Seitentext:
Hochreiter, leicht ausgebeulter Pulli, unauffällige Jeans, wirkt auf den ersten Blick eher wie ein liebenswürdig verpeilter Schuldirektor als jener Star, als der er in der Tech-Szene zwischen Silicon Valley und Seoul gehandelt wird. Eines der Schuhbänder ist offen. Darauf angesprochen, bückt Hochreiter sich etwas unwillig und merkt dabei an: „Normalerweise warte ich, bis das zweite auch aufgegangen ist.“
INDUSTRIEMAGAZIN: Herr Hochreiter, wann hat Elon Musk Sie das letzte Mal angerufen?
Sepp Hochreiter: Selber ruft er nicht an. Wenn Tesla irgendein Problem mit künstlicher Intelligenz hat, rufen seine Leute an. Auf Konferenzen treffen wir uns aber persönlich. Der letzte Kontakt war voriges Jahr.
Österreichische Unternehmer melden sich öfter?
Hochreiter: Ja, österreichische Unternehmen wollen oft Unterstützung. Mit einigen von ihnen haben wir an der Johannes Kepler Universität Linz inzwischen spannende Kooperationen, andere leiten wir an Start-ups weiter. Und dann gibt es Fälle wie den Bäcker, der anruft, weil er in Zukunft seine Semmeln mit KI machen will. Das ist lustig, zeigt aber auch, wie präsent inzwischen das Thema geworden ist, und wie oft der Begriff KI falsch verstanden wird.
Das Bild, Österreichs Wirtschaft würde bei AI der Welt hinterherhinken, stimmt also nicht mehr?
Hochreiter: Wir können uns nicht selbstzufrieden zurücklehnen, aber es ist beeindruckend, wie viele Start-ups aus Österreich ganz vorne mitspielen. Bei großen Industrietankern ist das anders, die können ihre Geschäftsprozesse nicht von heute auf morgen umstellen. Generell wissen aber auch viele Maschinen und Anlagenbauer, dass sie nicht nur Sensoren verbauen müssen, sondern die Daten auch nützen sollten.

Aufgabe: Gib aus dem Seitentext wortgetreu alles aus, was von „Sepp Hochreiter: Selber“ bis hinunter zu „falsch verstanden wird.“ reicht. Die Datensätze stehen in keinem Zusammenhang mit dem Seitentext.

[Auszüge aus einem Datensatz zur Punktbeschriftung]
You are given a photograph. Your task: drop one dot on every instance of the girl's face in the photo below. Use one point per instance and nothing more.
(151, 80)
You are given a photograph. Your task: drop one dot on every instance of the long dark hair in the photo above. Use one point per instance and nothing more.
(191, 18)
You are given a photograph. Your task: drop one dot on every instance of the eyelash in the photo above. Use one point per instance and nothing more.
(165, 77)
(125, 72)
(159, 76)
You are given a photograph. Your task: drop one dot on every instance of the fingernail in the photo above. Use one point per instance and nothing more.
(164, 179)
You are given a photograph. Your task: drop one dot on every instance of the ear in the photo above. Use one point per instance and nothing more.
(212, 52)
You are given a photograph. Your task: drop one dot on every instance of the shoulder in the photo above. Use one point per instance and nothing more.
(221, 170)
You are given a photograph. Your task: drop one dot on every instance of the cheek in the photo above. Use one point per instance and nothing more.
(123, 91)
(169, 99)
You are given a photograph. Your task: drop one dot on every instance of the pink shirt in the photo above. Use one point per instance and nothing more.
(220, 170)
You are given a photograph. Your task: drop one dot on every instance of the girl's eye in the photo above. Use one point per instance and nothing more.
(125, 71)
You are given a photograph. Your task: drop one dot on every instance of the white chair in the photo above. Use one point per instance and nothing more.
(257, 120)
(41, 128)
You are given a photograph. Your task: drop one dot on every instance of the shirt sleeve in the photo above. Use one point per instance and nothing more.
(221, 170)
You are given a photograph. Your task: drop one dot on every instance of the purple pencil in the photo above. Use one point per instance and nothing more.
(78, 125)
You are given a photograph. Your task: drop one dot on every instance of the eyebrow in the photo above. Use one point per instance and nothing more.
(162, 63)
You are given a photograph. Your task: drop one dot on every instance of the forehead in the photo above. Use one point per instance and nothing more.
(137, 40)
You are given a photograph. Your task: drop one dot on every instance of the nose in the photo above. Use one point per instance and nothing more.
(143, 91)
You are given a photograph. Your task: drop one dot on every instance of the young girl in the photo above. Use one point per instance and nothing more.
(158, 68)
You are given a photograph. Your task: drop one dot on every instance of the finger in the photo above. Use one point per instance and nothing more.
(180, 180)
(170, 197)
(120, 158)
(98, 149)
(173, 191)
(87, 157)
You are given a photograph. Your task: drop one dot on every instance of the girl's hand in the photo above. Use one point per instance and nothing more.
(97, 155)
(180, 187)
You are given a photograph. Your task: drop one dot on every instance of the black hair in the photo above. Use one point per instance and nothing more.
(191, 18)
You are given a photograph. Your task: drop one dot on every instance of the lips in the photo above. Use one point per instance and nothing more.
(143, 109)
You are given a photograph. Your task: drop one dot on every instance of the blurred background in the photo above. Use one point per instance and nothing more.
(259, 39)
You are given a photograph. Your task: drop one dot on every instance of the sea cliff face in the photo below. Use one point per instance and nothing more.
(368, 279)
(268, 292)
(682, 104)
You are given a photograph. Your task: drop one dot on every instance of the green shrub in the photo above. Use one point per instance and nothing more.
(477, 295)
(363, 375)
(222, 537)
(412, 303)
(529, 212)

Antwort:
Sepp Hochreiter: Selber ruft er nicht an. Wenn Tesla irgendein Problem mit künstlicher Intelligenz hat, rufen seine Leute an. Auf Konferenzen treffen wir uns aber persönlich. Der letzte Kontakt war voriges Jahr.
Österreichische Unternehmer melden sich öfter?
Hochreiter: Ja, österreichische Unternehmen wollen oft Unterstützung. Mit einigen von ihnen haben wir an der Johannes Kepler Universität Linz inzwischen spannende Kooperationen, andere leiten wir an Start-ups weiter. Und dann gibt es Fälle wie den Bäcker, der anruft, weil er in Zukunft seine Semmeln mit KI machen will. Das ist lustig, zeigt aber auch, wie präsent inzwischen das Thema geworden ist, und wie oft der Begriff KI falsch verstanden wird.